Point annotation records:
··········
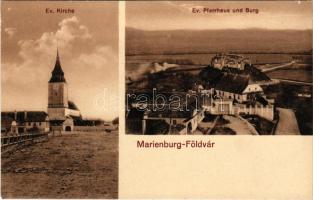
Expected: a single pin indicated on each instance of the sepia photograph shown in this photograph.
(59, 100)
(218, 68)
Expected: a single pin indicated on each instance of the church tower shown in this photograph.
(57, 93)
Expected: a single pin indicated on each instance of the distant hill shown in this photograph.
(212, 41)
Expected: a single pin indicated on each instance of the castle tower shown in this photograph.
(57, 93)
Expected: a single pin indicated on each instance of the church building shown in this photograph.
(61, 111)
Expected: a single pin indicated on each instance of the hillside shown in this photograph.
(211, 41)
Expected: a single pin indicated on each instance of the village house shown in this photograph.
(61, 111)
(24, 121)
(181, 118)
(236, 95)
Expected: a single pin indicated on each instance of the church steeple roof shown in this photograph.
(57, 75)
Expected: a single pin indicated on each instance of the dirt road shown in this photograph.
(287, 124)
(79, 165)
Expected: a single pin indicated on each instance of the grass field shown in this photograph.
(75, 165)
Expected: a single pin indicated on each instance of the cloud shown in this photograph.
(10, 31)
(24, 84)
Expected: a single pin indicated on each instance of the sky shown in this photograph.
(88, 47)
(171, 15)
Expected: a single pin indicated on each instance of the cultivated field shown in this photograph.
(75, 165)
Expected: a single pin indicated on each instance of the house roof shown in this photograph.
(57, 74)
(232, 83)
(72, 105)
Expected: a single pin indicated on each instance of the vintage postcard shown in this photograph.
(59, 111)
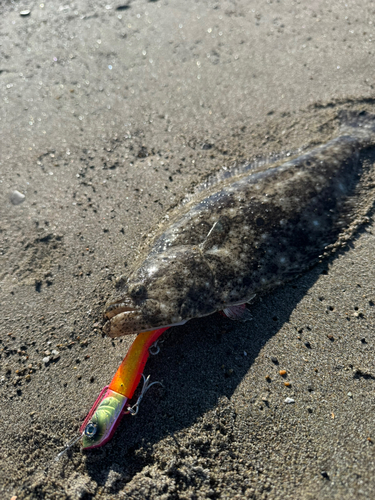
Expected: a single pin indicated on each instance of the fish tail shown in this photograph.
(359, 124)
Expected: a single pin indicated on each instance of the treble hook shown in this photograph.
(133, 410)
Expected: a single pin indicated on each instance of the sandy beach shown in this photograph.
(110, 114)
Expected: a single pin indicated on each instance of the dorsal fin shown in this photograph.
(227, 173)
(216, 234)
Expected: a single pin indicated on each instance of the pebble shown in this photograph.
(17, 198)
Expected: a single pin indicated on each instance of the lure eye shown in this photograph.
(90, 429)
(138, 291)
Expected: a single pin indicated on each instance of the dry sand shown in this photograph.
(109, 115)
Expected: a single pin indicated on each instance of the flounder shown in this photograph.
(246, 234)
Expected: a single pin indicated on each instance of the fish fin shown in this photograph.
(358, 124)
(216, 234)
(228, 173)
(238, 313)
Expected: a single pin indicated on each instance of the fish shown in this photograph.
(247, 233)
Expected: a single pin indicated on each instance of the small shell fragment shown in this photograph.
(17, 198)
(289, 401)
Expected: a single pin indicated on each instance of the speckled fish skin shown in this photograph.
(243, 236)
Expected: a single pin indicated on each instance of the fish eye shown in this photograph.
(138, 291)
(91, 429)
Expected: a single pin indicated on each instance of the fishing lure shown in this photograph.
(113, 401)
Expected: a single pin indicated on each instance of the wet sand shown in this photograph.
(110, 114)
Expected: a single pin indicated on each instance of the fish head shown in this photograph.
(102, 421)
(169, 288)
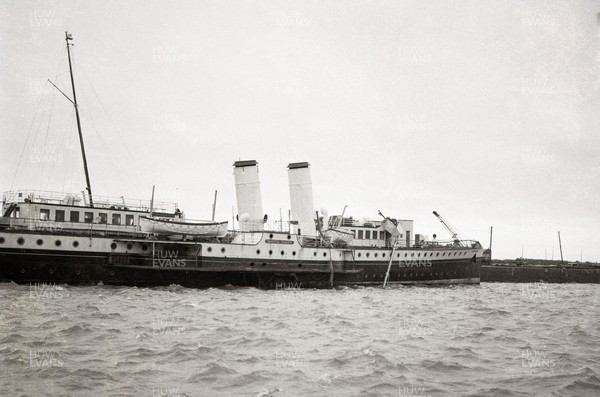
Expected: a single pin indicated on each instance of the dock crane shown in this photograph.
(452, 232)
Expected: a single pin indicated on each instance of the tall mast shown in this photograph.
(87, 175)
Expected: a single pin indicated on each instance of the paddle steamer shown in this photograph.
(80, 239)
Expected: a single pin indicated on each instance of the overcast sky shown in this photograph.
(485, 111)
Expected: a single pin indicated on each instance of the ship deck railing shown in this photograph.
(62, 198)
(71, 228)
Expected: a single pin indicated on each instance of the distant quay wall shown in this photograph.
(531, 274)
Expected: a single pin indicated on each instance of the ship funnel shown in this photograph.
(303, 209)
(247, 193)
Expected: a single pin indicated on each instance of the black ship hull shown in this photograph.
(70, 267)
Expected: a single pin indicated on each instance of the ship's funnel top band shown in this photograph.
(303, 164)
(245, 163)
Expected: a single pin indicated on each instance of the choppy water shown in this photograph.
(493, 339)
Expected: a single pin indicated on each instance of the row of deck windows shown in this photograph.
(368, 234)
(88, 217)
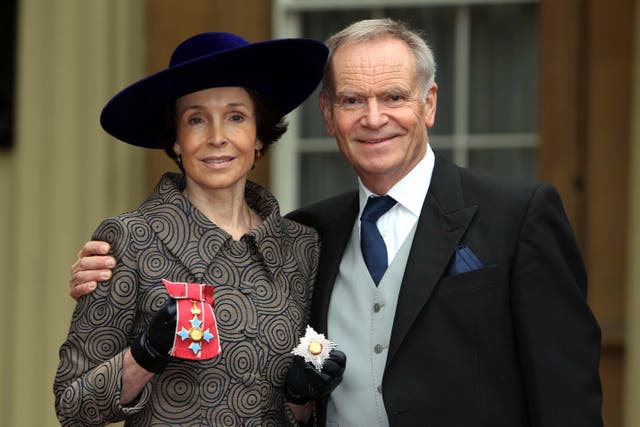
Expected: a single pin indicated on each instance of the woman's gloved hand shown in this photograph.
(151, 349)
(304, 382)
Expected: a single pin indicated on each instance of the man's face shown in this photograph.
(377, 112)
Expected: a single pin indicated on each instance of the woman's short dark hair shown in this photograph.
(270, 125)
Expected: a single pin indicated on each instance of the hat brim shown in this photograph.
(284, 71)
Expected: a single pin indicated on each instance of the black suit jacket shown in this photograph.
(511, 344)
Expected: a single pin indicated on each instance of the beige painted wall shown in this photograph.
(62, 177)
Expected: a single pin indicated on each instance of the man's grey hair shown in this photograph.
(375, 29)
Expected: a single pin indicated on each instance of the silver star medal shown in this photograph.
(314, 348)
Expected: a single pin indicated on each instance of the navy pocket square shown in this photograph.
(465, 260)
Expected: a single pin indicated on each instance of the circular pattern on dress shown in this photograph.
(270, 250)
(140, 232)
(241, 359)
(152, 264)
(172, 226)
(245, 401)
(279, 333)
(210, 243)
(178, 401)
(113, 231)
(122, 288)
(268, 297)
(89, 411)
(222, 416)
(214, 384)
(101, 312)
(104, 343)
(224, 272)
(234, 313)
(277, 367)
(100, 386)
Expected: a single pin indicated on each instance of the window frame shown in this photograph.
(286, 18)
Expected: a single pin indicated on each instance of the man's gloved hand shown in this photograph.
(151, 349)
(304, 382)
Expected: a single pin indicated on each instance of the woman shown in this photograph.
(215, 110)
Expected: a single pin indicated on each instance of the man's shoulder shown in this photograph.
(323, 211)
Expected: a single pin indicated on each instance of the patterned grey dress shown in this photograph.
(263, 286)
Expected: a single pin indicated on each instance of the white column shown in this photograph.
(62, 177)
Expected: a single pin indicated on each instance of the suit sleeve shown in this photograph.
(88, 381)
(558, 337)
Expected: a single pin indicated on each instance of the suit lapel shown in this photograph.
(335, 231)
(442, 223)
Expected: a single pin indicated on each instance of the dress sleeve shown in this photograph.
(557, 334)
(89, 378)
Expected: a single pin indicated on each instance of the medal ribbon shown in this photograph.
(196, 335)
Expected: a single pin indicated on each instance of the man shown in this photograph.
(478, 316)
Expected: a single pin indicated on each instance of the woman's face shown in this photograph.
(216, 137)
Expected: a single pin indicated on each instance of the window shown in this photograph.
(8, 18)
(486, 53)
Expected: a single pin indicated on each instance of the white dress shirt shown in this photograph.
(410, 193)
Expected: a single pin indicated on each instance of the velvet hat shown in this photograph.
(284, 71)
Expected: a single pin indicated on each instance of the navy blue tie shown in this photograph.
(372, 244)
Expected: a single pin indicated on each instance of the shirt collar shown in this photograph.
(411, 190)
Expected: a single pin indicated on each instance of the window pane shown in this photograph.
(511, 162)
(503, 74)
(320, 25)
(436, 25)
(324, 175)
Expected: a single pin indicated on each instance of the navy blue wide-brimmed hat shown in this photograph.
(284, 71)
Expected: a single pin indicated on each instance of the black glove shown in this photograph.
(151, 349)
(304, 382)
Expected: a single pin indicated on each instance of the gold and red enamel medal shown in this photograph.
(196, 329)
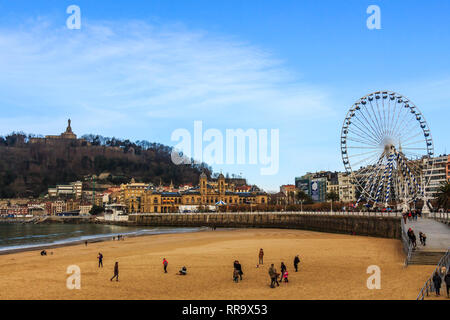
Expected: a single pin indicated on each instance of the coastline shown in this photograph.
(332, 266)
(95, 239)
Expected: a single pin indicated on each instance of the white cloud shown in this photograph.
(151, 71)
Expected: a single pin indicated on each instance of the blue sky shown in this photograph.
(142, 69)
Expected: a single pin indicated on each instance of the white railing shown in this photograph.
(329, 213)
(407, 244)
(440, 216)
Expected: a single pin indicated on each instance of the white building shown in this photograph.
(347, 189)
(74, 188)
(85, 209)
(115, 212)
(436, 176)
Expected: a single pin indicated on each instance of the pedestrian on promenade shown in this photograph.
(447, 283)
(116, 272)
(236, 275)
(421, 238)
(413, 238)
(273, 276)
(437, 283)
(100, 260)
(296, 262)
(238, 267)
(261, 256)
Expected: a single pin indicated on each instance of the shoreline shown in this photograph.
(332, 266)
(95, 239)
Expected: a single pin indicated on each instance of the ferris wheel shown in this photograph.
··········
Do not include the pictures. Quote only the lines from the line with "window shown in this photograph." through the end of the material, both ends included, exactly.

Expected: a single pin indicated on each instance of the window shown in this photograph.
(8, 18)
(486, 53)
Expected: a single pin indicated on each instance of the white dress shirt shown in this photograph.
(410, 193)
Expected: a single pin indicated on each instance of the velvet hat shown in this photograph.
(284, 71)
Expected: a single pin indicated on each instance of the navy blue tie shown in this photograph.
(372, 244)
Expected: a single pin indicated on each instance of the shirt collar shown in this photograph.
(411, 190)
Expected: a single pin indicated on each instance of the window pane shown in this photograph.
(511, 162)
(503, 74)
(320, 25)
(436, 25)
(324, 175)
Expected: a single pin indicated on each instance of the navy blue wide-brimmed hat shown in this photograph.
(284, 71)
Expected: a single pin indicated on each instance of the black glove shown in this photograph.
(151, 349)
(304, 382)
Expected: a single pin indicated on each instance of the gold and red enamel medal shown in this photograph.
(196, 329)
Expected: a single pin indicated on each instance of the coastline shown in this photograph.
(332, 266)
(95, 239)
Expected: a single pin indicated on each instance of the white cloud shown in this photograph.
(151, 71)
Expected: a single pin indicated on each instance of the blue sky shown in this photograph.
(142, 69)
Expected: a single pin indicated on each instance of the white railing shown in this photograph.
(329, 213)
(407, 244)
(440, 216)
Expected: a single pin indicated on each instance of the white building shown in this photograph.
(347, 189)
(74, 188)
(85, 209)
(115, 212)
(436, 176)
Expected: a single pin indicated on each instance of the pedestrian on promenade shown in this photograph.
(447, 283)
(116, 272)
(236, 275)
(421, 238)
(413, 238)
(273, 276)
(437, 283)
(100, 260)
(296, 262)
(238, 267)
(261, 256)
Expected: a single pin indicated on each instance of the shoreline shown in this photograph.
(332, 266)
(95, 239)
Expected: a single pin indicated on each instance of the ferris wheel shown in this photograph.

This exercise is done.